#### Exercise requirements:
Copy out the passage below on updating through views word for word, from its title line through its final sentence.

#### Supplied passage:
........
Update through views: a not-quite-so seminal paper - asking too much; can base relations be orthogonal?
Another much-cited paper on updating through views, of the same vintage as Dayal & Bernstein or Codd's 12 rules, is Bancilhon & Spyratos 1981, which introduced the "constant complement" approach (and which anticipates Date's Principle of Interchangeability).
B&S aim to give a more precise specification for D&B's unique, avoiding extraneous updates. They don't offer an opinion on how few views are updatable-through, compared to D&B's "very few situations" conclusion. But it isn't difficult to see their restrictions are more stringent.
I think their approach rests on an unstated assumption that is unrealistic. I'm going to draw out my reasons, to discuss the implications for independent update of relations (base or views). First I'll outline their approach.
Contents
What is a "View complement"?
Given base relations and a view defined over them, the view complement is "The information [in the bases] not visible within the view", as B&S put it.
........
#### Source material:
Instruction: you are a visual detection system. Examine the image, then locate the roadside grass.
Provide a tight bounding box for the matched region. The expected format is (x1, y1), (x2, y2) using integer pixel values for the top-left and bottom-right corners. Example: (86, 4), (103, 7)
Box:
........
#### Worked answer:
Update through views: a not-quite-so seminal paper - asking too much; can base relations be orthogonal?
Another much-cited paper on updating through views, of the same vintage as Dayal & Bernstein or Codd's 12 rules, is Bancilhon & Spyratos 1981, which introduced the "constant complement" approach (and which anticipates Date's Principle of Interchangeability).
B&S aim to give a more precise specification for D&B's unique, avoiding extraneous updates. They don't offer an opinion on how few views are updatable-through, compared to D&B's "very few situations" conclusion. But it isn't difficult to see their restrictions are more stringent.
I think their approach rests on an unstated assumption that is unrealistic. I'm going to draw out my reasons, to discuss the implications for independent update of relations (base or views). First I'll outline their approach.
Contents
What is a "View complement"?
Given base relations and a view defined over them, the view complement is "The information [in the bases] not visible within the view", as B&S put it.